## Written exercise
Extract, exactly as written, the line that contains "identify the photo" and all lines after it through the end of the records. Omit pictures.

** START OF Material shown **

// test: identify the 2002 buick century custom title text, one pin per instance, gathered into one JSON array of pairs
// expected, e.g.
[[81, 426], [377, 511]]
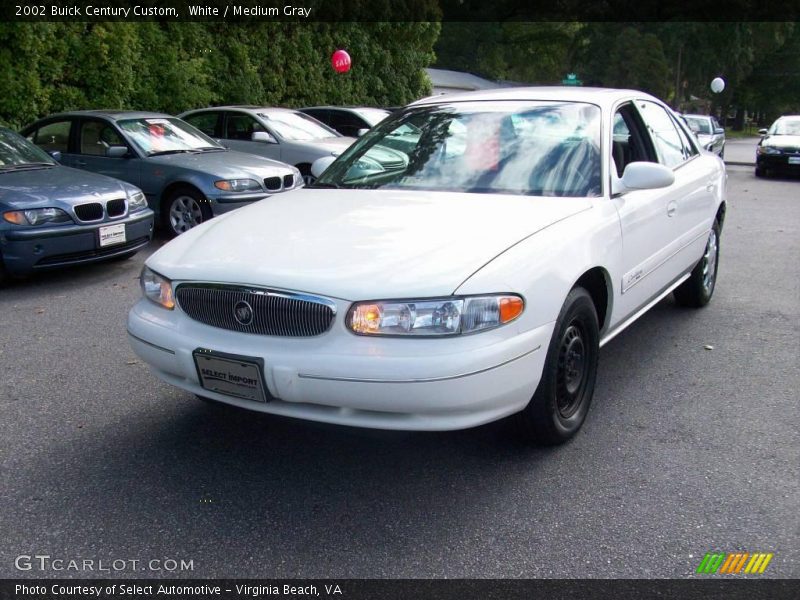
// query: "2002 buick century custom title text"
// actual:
[[473, 278]]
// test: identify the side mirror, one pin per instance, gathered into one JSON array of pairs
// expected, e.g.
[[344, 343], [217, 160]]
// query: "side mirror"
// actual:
[[643, 176], [318, 166], [263, 136], [117, 151]]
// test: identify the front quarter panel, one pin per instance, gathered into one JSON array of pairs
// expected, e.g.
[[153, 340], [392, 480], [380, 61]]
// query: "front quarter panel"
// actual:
[[544, 267]]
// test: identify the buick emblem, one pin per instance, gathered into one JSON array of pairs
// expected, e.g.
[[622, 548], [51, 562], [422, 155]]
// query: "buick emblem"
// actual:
[[243, 313]]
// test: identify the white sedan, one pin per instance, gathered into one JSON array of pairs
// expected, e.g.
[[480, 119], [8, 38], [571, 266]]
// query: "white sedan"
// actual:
[[474, 279]]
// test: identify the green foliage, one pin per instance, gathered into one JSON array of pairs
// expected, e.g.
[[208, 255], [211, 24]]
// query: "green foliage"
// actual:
[[172, 67]]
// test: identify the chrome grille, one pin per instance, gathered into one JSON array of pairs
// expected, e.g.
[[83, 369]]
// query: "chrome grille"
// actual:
[[92, 211], [273, 313]]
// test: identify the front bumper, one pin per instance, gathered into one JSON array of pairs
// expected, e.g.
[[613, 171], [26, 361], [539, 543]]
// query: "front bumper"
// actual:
[[31, 249], [340, 378]]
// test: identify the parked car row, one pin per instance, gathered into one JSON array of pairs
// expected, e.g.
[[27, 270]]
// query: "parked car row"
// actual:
[[59, 204]]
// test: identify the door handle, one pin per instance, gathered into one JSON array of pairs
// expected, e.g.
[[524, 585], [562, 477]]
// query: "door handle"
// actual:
[[671, 208]]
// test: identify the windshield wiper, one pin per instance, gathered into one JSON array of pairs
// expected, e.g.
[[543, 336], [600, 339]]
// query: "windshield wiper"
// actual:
[[163, 152]]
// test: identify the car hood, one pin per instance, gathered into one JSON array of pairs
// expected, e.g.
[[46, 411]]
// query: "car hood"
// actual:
[[227, 164], [336, 145], [781, 141], [359, 244], [42, 187]]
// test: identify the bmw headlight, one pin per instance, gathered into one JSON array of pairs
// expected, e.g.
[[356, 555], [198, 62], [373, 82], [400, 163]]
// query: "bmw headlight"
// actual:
[[767, 150], [136, 201], [427, 318], [238, 185], [156, 288], [37, 216]]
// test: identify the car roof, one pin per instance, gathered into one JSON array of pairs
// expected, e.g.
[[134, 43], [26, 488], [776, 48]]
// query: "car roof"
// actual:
[[604, 97], [114, 115]]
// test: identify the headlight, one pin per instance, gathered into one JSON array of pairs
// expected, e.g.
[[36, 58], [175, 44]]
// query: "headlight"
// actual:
[[37, 216], [157, 288], [136, 201], [237, 185], [767, 150], [446, 316]]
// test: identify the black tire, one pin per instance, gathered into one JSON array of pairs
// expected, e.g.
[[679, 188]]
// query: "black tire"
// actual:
[[699, 288], [305, 173], [183, 209], [561, 401]]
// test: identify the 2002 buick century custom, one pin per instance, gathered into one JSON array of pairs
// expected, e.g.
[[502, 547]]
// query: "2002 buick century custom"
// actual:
[[474, 279]]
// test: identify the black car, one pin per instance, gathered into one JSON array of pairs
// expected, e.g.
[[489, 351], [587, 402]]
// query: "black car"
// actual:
[[352, 121], [51, 215], [779, 148]]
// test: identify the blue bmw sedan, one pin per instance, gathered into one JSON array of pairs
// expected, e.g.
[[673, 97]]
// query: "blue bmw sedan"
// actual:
[[52, 216]]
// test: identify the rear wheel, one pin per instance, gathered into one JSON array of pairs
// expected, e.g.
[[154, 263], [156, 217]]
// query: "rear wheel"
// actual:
[[560, 404], [185, 208], [698, 289]]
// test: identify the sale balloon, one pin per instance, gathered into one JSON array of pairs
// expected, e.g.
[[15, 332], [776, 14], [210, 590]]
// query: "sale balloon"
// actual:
[[341, 61]]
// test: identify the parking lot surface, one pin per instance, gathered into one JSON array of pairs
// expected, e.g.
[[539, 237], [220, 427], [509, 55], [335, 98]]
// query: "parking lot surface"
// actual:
[[691, 446]]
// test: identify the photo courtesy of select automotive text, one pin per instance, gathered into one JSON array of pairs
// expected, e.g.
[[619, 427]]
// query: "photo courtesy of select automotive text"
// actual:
[[372, 300]]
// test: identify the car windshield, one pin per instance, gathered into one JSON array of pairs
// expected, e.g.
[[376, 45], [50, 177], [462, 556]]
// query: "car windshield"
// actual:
[[785, 127], [16, 151], [166, 135], [296, 126], [699, 124], [373, 116], [505, 147]]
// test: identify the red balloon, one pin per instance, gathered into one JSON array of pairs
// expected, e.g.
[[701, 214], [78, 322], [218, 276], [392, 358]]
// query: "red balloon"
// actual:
[[341, 61]]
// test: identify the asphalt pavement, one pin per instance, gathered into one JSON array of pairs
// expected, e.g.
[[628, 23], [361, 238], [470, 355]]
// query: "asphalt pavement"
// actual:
[[691, 446]]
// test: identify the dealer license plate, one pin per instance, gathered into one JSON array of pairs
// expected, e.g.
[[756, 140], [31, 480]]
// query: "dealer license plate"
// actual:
[[231, 375], [112, 234]]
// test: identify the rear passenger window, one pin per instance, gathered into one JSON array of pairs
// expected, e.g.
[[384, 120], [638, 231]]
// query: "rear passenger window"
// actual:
[[53, 137], [665, 136]]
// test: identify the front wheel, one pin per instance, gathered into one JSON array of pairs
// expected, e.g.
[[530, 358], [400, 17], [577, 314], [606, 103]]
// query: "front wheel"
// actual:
[[561, 401], [698, 289], [185, 208]]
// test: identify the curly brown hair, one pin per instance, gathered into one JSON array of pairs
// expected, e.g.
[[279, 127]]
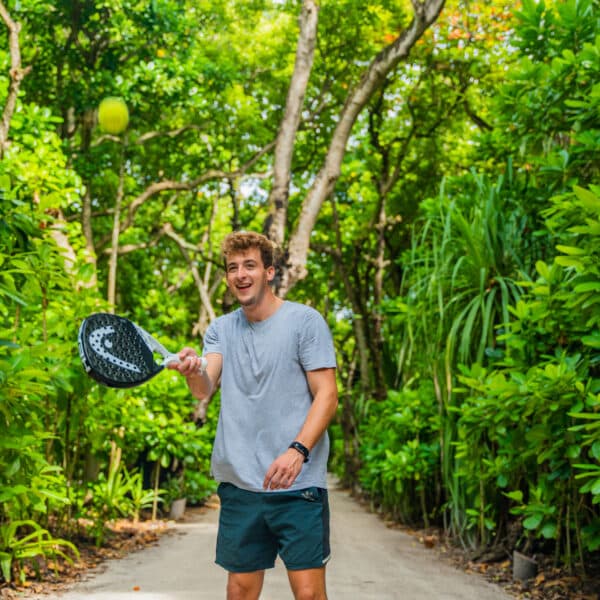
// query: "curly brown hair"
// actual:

** END OF Material shown **

## Exercise answer
// test: identify the photo courtesy of select automotive text, one pin per instance, gathered into one JSON array of pairs
// expected, e.g.
[[619, 427]]
// query: "photo courtesy of select automotive text"
// actual:
[[372, 300]]
// test: identify the car windshield, one pin per instance, gathered into one JSON array of pairs
// expected, e.g.
[[376, 45], [50, 177], [462, 556]]
// query: "car windshield"
// actual:
[[785, 127], [16, 151], [166, 135], [296, 126], [699, 124], [373, 116], [505, 147]]
// test: identify the red balloon, one pin per instance, gathered into one JSON array of pairs
// expected, e.g.
[[701, 214], [78, 322], [218, 276], [392, 358]]
// query: "red balloon"
// actual:
[[341, 61]]
// test: identify the asphalt pavement, one pin per instance, gathered into one JSON array of pairs
// expected, e.g.
[[628, 23], [361, 238], [470, 355]]
// query: "asphalt pavement"
// actual:
[[691, 446]]
// test: identify the dealer license plate, one pin per instance, gathered into one JSON array of pairs
// expected, e.g.
[[756, 140], [31, 480]]
// query: "dealer license plate"
// actual:
[[231, 375], [112, 234]]
// test: identify the rear passenger window, one pin per instance, gathered into one JSON array of pairs
// expected, e.g.
[[384, 120], [638, 231]]
// query: "rear passenger window"
// actual:
[[53, 137], [665, 136]]
// test: identify the front wheel, one pin per instance, gathered into one JSON array of pairs
// expected, e.g.
[[530, 358], [400, 17], [577, 314], [606, 103]]
// query: "front wheel"
// actual:
[[561, 401], [698, 289], [185, 208]]
// test: identify the curly brown hair, one pin per instance, gathered into one JSON array of pairs
// expected, e.g.
[[279, 127]]
// query: "curly brown hair"
// actual:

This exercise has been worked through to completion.